Source material ▸

»»

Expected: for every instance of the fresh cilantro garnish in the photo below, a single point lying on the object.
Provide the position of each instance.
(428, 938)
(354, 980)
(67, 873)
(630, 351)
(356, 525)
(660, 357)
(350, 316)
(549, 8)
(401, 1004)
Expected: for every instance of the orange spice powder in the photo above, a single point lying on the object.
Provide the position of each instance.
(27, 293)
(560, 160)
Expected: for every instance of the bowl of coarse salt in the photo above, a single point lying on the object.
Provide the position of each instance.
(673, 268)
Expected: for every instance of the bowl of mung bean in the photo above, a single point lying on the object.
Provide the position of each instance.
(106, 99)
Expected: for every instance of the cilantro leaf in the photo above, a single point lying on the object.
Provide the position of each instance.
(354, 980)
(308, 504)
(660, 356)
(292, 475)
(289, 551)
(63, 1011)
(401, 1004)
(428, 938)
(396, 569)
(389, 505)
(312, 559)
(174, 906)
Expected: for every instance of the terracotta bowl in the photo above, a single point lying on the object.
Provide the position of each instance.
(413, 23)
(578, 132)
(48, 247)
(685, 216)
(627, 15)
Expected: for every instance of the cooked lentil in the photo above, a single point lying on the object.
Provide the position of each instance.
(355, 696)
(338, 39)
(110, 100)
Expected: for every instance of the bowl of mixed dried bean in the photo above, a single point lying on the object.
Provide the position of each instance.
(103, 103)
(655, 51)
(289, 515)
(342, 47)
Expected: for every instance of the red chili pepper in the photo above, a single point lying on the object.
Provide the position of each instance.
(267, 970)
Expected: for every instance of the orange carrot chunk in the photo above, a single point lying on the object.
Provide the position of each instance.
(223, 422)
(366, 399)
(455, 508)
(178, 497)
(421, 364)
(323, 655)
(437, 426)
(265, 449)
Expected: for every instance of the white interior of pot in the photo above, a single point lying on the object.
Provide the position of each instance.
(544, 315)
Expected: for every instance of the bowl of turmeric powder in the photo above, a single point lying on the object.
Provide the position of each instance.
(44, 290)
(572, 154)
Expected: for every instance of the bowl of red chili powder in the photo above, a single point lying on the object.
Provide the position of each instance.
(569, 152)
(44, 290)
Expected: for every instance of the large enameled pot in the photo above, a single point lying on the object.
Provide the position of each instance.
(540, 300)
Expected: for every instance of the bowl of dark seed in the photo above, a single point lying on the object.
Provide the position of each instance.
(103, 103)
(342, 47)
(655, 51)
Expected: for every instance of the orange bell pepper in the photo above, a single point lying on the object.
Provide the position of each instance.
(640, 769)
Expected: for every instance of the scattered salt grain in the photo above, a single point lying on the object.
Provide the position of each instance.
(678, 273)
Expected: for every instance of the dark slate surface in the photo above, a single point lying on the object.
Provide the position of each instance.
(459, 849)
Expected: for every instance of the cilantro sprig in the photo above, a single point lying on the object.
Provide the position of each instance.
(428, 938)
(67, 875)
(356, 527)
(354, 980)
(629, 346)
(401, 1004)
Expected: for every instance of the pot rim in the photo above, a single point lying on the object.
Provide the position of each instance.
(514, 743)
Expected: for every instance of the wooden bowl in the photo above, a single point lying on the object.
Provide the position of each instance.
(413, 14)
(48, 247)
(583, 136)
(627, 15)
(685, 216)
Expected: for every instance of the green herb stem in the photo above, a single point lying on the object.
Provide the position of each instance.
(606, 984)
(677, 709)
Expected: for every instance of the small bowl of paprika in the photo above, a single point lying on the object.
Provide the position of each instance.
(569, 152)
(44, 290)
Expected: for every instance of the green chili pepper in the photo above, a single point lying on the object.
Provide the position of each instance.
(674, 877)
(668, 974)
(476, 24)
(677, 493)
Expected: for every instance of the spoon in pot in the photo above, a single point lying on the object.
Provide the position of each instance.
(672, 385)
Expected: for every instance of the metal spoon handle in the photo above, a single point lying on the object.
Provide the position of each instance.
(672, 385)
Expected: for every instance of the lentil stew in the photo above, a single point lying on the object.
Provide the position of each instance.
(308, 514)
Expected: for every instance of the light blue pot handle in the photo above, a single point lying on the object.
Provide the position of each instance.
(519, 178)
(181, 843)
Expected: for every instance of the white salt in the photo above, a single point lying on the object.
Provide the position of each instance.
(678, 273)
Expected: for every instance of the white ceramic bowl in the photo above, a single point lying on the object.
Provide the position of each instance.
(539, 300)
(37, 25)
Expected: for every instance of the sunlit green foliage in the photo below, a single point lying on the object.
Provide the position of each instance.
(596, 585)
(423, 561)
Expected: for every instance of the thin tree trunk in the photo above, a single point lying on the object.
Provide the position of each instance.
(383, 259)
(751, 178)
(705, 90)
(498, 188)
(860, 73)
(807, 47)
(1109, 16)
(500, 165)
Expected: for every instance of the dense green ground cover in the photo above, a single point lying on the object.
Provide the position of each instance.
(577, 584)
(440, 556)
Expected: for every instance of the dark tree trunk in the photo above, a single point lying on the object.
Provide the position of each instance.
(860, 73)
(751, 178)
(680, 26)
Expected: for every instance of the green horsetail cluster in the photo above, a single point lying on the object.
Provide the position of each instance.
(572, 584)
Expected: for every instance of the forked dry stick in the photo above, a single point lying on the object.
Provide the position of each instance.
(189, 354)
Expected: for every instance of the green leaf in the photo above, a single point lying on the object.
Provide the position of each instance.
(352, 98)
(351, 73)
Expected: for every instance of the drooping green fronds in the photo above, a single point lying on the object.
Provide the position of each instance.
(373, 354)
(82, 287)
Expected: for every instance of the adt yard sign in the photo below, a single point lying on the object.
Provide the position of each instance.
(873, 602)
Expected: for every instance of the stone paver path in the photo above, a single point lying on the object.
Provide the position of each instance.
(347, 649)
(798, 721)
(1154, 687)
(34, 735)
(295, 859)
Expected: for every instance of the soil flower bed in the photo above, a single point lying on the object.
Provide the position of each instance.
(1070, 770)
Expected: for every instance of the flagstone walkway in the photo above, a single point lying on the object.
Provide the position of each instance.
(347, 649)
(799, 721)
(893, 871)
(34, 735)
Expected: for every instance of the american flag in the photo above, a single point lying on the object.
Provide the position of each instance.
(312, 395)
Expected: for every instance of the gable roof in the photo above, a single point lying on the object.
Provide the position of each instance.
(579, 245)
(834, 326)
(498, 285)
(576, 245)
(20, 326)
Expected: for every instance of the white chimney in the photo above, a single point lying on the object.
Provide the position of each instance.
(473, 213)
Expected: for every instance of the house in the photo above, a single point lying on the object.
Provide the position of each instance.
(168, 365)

««

Work to be completed ▸ Quote the stretch from the line containing "Expected: for every instance of the soil" through the end of the records, word for word.

Task output ▸
Expected: for every instance of the soil flower bed in the photo above, a single point lying on the object.
Provide the position of each instance.
(1070, 770)
Expected: for every instance of the flagstone walkway in the photo above, a single point lying on the object.
Provide the position of each instance.
(347, 649)
(799, 721)
(893, 871)
(34, 735)
Expected: for every instance of the american flag in the photo above, a single point lying on the object.
Provide the position of each instance.
(312, 395)
Expected: for every instance of the gable roof in the photo above, a single point lying on the object.
Provide the position of each instance.
(579, 245)
(834, 326)
(498, 285)
(576, 245)
(20, 326)
Expected: for every instance of the white chimney in the photo above, a single point lying on the object.
Provide the position of each instance.
(473, 213)
Expected: for every instance of the house in the photo above, a single point lying on the object.
Provide the position of each instance.
(168, 365)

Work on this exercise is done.